> **COMPLETE THE FOLLOWING**
A: Do the following statements agree with the article on clinical waste in hospitals? Answer yes or no for each, quoting the deciding words from the article.
(i) Shaniera Akram's post about Clifton beach was made on September 3, 2019.
(ii) The article names the party responsible for disposing of the waste found on the beach.
(iii) Non-clinical waste may be recycled.
B: According to the article on clinical waste in hospitals, where should used needles be placed instead of plastic bags?
C: Continue the article on clinical waste in hospitals, starting after its last sentence.

> **TEXT EXCERPT**
━━━

Clinical Waste – Every Hospital’s Responsibility
On September 3, 2019, Shaniera Akram, wife of cricketer Wasim Akram, posted on her social media platforms calling for attention towards Clifton beach in Karachi.
In her post, Shaniera declared the beach under a state of emergency as biohazardous waste was found at the shore, acting as a threat to the community. While it has not been known who is responsible for the disposal of the waste, it is important to know how this waste should be treated by hospitals themselves.
Hospital facilities are expected to maintain the highest standards of cleanliness and hygiene, but what we don’t consider is that these same hospitals are also the hub of infection as blood, body fluids and consumables of infectious patients are also a source of disease transmission.
It is the hospitals’ responsibility to ensure the waste material of clinical treatment is handled carefully in the ward, during storage and even after it leaves the facility, so it does not pose a risk of infecting others.
Clinical waste, which is biohazardous, is generated from all areas of the hospital. Used bandages and injection syringes from patient wards, blood and body parts from the Operation Theatre and used blood collection tubes from the laboratory are all types of clinical waste and have to be disposed correctly as per national and international guidelines.
Hospitals are instructed to use color-coded garbage bags to separate clinical and non-clinical waste. Non-clinical waste which is mainly paper, plastic and food items can be recycled or disposed in local waste collection bins, but clinical waste handling has to follow specific guidelines:
All staff should be able to identify the different types of clinical waste
Proper waste management begins with segregation in which all hospital staff (from doctors to housekeeping staff) is able to identify the different categories of clinical waste and is aware of which color bag to use for disposal.
If hospital staff is not trained appropriately, clinical waste may be thrown away like kitchen garbage and may eventually find its way to local community garbage bins.
Sharp items should be disposed in puncture proof containers
Any sharp item, whether a needle or broken glass, has the potential to injure and infect whoever is collecting or transporting the waste material. Puncture-proof, sealable containers should be present in all wards of healthcare facilities so that used needles are immediately placed in these Danger Boxes instead of plastic bags which can easily be ripped by a sharp object.

━━━

> **RECORDS**

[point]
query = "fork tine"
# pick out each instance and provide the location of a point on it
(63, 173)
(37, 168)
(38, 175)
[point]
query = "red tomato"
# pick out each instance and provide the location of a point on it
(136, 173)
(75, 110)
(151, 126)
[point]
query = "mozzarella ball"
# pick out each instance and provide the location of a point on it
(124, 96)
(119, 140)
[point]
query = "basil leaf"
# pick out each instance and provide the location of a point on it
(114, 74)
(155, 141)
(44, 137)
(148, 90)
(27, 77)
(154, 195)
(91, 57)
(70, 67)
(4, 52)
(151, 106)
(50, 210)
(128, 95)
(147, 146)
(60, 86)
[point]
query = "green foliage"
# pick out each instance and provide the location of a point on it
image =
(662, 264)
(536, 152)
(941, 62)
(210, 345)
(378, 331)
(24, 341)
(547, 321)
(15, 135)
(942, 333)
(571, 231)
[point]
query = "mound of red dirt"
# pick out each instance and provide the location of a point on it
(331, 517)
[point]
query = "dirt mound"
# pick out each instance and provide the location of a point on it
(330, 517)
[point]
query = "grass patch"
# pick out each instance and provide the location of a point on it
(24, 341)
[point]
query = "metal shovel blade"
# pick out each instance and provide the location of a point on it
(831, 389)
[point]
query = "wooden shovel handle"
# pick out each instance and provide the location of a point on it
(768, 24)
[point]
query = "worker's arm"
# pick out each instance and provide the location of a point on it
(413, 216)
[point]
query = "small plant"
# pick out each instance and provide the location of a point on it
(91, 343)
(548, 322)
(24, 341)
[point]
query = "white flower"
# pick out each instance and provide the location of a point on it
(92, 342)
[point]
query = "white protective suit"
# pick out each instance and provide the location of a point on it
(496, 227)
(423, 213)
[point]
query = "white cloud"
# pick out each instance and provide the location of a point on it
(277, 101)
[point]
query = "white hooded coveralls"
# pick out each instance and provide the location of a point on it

━━━

> **RESPONSES PER TASK**
A:
(i) Yes: "On September 3, 2019, Shaniera Akram, wife of cricketer Wasim Akram, posted on her social media platforms calling for attention towards Clifton beach in Karachi."
(ii) No: "While it has not been known who is responsible for the disposal of the waste"
(iii) Yes: "Non-clinical waste which is mainly paper, plastic and food items can be recycled or disposed in local waste collection bins"

B: In puncture-proof, sealable containers called Danger Boxes, present in all wards.

C:
Staff should wear personal protective equipment while handling clinical waste
Staff handling the clinical waste are at a high risk of getting exposed to infectious agents and should use protective gear like heavy duty gloves, boots, gowns and masks to prevent any accidental injury.
Clinical waste storage areas should be secure
Although clinical waste should be disposed as soon as possible, it may be stored temporarily in designated areas within the hospital premises, which are ventilated and kept cool and dry. If these areas are not kept locked at all times, scavengers may locate this clinical waste and sell these used medical items to drug dealers and illegal practitioners.
Clinical waste should be incinerated by a certified agency
The final destination of clinical waste should be incineration as burning the material at high temperatures is a safe and effective way of eliminating the risk completely. Few hospitals in Karachi have in-house incinerators but others can outsource this service to government agencies like the Karachi Metropolitan Corporation, which regularly collect clinical waste for incineration.
The above regulations are mainly for solid waste while regulations for liquid waste, chemical waste and radioactive waste have separate protocols developed to neutralize the waste and prevent spread of health risks within the community.
If waste management policies aren’t followed and monitored, hospital waste, like house-hold waste, may be dumped into side alleys, empty plots or open sewers. Improper disposal may result in spread of disease within the community, either by intentional reselling of clinical waste or unintentional injuries during a visit to the playground, the park or the beach.